Retype the following records exactly and exclude the pictures.

▼

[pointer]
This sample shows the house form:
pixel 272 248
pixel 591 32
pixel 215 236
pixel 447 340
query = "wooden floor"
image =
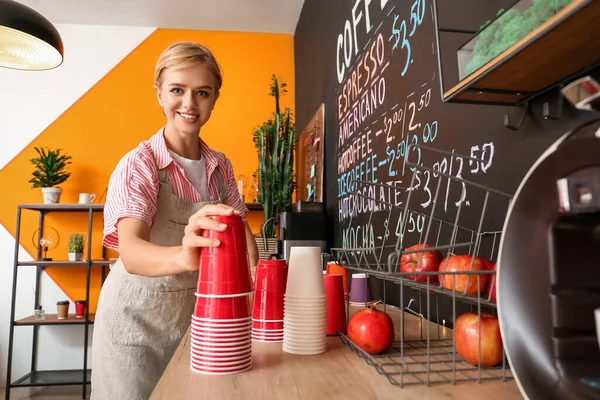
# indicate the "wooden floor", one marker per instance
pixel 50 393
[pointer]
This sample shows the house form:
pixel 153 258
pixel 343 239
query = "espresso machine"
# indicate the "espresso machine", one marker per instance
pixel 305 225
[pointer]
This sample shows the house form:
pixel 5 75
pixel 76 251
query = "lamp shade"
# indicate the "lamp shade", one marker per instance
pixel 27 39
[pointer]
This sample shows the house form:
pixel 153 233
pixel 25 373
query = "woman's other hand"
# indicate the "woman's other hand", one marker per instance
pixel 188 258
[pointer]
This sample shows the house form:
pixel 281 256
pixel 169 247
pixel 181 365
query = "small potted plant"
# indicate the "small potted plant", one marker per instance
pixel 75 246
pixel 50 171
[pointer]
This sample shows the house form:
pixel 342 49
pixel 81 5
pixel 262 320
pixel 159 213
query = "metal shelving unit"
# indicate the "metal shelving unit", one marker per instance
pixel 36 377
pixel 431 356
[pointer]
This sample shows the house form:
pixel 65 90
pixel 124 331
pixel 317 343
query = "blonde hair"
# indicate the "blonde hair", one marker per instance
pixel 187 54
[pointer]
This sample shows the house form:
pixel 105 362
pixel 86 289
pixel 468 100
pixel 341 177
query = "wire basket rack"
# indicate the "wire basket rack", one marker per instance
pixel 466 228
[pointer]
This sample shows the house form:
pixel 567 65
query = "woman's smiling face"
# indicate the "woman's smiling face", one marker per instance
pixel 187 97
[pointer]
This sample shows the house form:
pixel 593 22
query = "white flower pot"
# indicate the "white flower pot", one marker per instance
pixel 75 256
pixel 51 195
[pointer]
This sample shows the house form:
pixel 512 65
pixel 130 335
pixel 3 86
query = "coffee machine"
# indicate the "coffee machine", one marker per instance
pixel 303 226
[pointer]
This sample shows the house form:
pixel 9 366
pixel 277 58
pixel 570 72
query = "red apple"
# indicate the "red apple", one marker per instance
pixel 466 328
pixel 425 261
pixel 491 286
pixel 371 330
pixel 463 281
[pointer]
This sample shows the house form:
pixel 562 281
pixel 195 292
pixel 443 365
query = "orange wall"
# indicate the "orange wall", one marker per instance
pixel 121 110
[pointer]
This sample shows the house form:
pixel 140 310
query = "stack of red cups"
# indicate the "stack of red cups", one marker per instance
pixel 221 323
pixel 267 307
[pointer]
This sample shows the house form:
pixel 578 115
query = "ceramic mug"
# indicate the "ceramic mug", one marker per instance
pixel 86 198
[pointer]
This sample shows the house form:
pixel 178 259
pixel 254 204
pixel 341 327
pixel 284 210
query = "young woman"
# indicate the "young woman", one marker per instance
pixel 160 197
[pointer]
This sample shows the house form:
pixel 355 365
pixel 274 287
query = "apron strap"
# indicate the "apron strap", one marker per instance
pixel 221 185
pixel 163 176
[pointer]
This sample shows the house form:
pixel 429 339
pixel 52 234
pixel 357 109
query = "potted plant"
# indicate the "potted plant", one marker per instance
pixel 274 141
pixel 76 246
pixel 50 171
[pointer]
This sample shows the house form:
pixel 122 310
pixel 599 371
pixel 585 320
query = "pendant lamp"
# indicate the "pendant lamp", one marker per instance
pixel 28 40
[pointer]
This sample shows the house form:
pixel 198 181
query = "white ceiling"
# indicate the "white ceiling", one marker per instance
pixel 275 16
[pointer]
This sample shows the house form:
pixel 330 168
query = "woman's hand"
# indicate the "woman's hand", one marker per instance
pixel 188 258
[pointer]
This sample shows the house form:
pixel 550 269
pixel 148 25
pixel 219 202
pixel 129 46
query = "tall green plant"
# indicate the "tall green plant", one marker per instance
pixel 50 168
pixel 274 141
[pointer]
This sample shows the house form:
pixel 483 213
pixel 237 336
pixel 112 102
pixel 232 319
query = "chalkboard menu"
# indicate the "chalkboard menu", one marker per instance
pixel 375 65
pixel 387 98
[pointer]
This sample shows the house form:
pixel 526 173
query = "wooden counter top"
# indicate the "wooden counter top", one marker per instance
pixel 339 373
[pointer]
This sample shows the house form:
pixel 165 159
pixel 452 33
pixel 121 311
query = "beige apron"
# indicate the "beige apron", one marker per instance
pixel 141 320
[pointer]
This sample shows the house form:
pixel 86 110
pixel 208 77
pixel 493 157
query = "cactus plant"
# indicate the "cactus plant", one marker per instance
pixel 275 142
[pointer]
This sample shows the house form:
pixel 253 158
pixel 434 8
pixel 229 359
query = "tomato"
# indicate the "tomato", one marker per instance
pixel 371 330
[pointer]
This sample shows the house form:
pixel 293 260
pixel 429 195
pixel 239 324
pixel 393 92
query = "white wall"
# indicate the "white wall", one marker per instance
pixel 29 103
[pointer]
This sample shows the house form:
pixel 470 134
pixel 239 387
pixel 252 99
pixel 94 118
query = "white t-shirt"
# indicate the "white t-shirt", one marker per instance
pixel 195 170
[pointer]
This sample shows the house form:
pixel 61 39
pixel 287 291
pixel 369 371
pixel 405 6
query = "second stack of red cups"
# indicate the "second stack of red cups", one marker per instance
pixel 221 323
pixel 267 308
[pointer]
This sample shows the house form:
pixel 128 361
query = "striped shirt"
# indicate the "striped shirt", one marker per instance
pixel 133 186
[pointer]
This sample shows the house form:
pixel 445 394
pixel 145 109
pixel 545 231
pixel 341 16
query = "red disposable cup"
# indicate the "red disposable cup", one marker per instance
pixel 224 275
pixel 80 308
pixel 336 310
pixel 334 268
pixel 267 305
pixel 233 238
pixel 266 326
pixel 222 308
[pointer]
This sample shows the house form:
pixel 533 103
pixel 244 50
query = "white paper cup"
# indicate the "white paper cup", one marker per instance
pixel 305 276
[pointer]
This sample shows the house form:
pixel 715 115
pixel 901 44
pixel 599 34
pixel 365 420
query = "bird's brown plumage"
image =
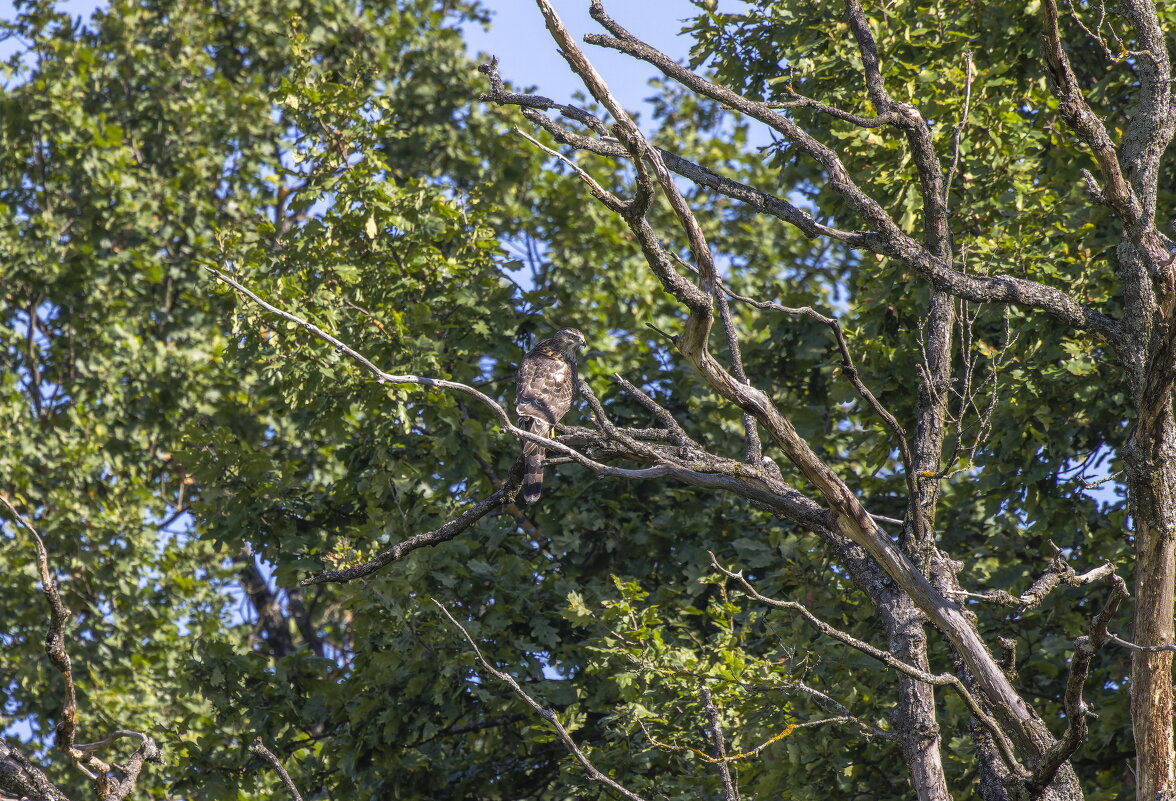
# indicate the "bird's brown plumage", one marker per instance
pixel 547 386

▲

*EXERCISE RESULT*.
[pointer]
This sample shows the house form:
pixel 272 248
pixel 591 32
pixel 215 236
pixel 447 340
query = "wooden floor"
image =
# indicate the "wooden floor", one marker per instance
pixel 50 393
[pointer]
This sample shows the house form:
pixel 153 258
pixel 343 239
query = "espresso machine"
# indicate the "espresso machine", one marker per instance
pixel 305 225
[pointer]
This sample shows the house form:
pixel 5 75
pixel 76 251
query = "lamp shade"
# indicate the "lamp shade", one marker per instance
pixel 27 39
[pointer]
This sample shows the house form:
pixel 153 233
pixel 25 373
query = "woman's other hand"
# indicate the "woman's other hand", one marker per instance
pixel 188 258
[pointer]
This sample shows the house form:
pixel 281 256
pixel 169 247
pixel 181 365
query = "small potted plant"
# indicate the "small potted plant", one marker per instance
pixel 75 246
pixel 50 171
[pointer]
This sample shows the house form:
pixel 342 49
pixel 81 5
pixel 262 320
pixel 159 213
query = "metal shelving unit"
# indicate the "metal shelving unit", one marker per instance
pixel 36 377
pixel 431 356
[pointer]
This sample shows the house form:
pixel 65 90
pixel 124 331
pixel 317 343
query = "blonde hair"
# indicate the "blonde hair", one marker per instance
pixel 187 54
[pointer]
This sample shows the house form:
pixel 105 362
pixel 86 289
pixel 468 100
pixel 341 177
query = "wire basket rack"
# indicate the "wire basket rack", one marker per instance
pixel 466 228
[pointer]
This sample shows the house form:
pixel 567 65
query = "woman's smiling face"
# indicate the "woman's smiling face", one marker per instance
pixel 187 97
[pointer]
This sample shows the house form:
pixel 593 22
query = "white flower pot"
# indicate the "white flower pot", one marker per instance
pixel 75 256
pixel 51 195
[pointer]
This sample shows the house form:
pixel 512 65
pixel 130 335
pixel 3 86
query = "coffee machine"
# indicate the "coffee machine", one marker per instance
pixel 303 226
[pointer]
This sample shows the house form:
pixel 9 366
pixel 277 58
pixel 570 72
query = "red apple"
# indicate the "red apple", one marker per instance
pixel 466 328
pixel 425 261
pixel 491 286
pixel 371 330
pixel 463 281
[pointer]
This sample shows the house form:
pixel 562 281
pixel 195 292
pixel 443 365
query = "orange wall"
# indicate the "orange wall", one marker per instance
pixel 121 110
[pointer]
This sample shows the house form:
pixel 140 310
query = "stack of red cups"
# indicate the "stack of red cups", one marker per instance
pixel 221 323
pixel 267 307
[pointer]
This sample shows the house form:
pixel 578 115
query = "ceramic mug"
# indicate the "ceramic mug", one marker per instance
pixel 86 198
[pointer]
This sample shows the house form:
pixel 178 259
pixel 254 204
pixel 341 327
pixel 284 210
query = "young woman"
# indicate the "young woman", one marker per instance
pixel 160 197
[pointer]
This sample shows the house form:
pixel 355 365
pixel 274 287
query = "apron strap"
# indicate the "apron strap", one marker per instance
pixel 221 185
pixel 163 176
[pointer]
This sample shows the house form:
pixel 429 339
pixel 52 234
pixel 357 109
query = "potted plant"
# indicate the "potted plant", one marker per instance
pixel 274 141
pixel 76 246
pixel 50 171
[pointer]
This sample shows the house form:
pixel 122 310
pixel 599 371
pixel 585 320
query = "pendant lamp"
# indicate the "pendant lamp", one marker per instance
pixel 28 40
[pointer]
This sample shows the house form:
pixel 198 181
query = "white ceiling"
# indicate the "white ceiling", one marker per instance
pixel 275 16
[pointer]
This sample shows the house form:
pixel 330 168
query = "woman's hand"
# indicate the "woman's hand", one marker per instance
pixel 188 258
[pointer]
This sample shows the house form:
pixel 550 269
pixel 148 25
pixel 219 202
pixel 129 46
query = "tall green plant"
# indicate the "tall green plant", one marker per instance
pixel 50 168
pixel 274 141
[pointer]
This sample shows the house form:
pixel 483 213
pixel 237 336
pixel 112 102
pixel 232 319
query = "chalkboard menu"
# indicate the "chalkboard menu", one marker per instance
pixel 375 65
pixel 387 98
[pointer]
This sample shows the house form:
pixel 526 173
query = "wooden counter top"
# indicate the "wooden counter top", one marker per instance
pixel 339 373
[pointer]
This sample shows the house form:
pixel 165 159
pixel 452 33
pixel 121 311
query = "beige apron"
# indicate the "beige apron", one marker per instance
pixel 141 320
[pointer]
This sample shows the house form:
pixel 86 110
pixel 208 77
pixel 493 157
query = "cactus plant"
# indicate the "cactus plant", one marker per instance
pixel 275 142
[pointer]
This sample shows the house form:
pixel 253 158
pixel 434 8
pixel 229 359
query = "tomato"
# indicate the "tomato", one marker per instance
pixel 371 330
[pointer]
This sample shows the house form:
pixel 293 260
pixel 429 195
pixel 239 324
pixel 393 92
query = "white wall"
# indicate the "white wall", one marker per instance
pixel 29 103
[pointer]
This sample shows the house form:
pixel 470 134
pixel 239 387
pixel 252 99
pixel 94 118
query = "white t-shirt"
# indicate the "white t-shirt", one marker per instance
pixel 195 170
[pointer]
This sample shows the house form:
pixel 61 39
pixel 287 291
pixel 369 371
pixel 405 6
query = "second stack of red cups"
# indicate the "second stack of red cups", one marker per instance
pixel 221 323
pixel 267 308
[pointer]
This sample shows the house form:
pixel 128 361
query = "striped shirt"
# indicate the "striped shirt", one marker per instance
pixel 133 186
[pointer]
This sample shows the house form:
pixel 445 394
pixel 145 109
pixel 545 231
pixel 341 16
query = "red disposable cup"
# indicate the "red disposable cup", one marker per instance
pixel 224 275
pixel 80 308
pixel 336 310
pixel 334 268
pixel 267 305
pixel 233 238
pixel 266 326
pixel 222 308
[pointer]
This sample shows the house form:
pixel 533 103
pixel 244 50
query = "white paper cup"
# indicate the "white paper cup", one marker per instance
pixel 305 276
[pointer]
This sample shows the house form:
pixel 715 115
pixel 901 44
pixel 599 34
pixel 365 420
query = "bird's brown plumage"
image =
# indicate the "bird's brown plumage", one marker per instance
pixel 547 386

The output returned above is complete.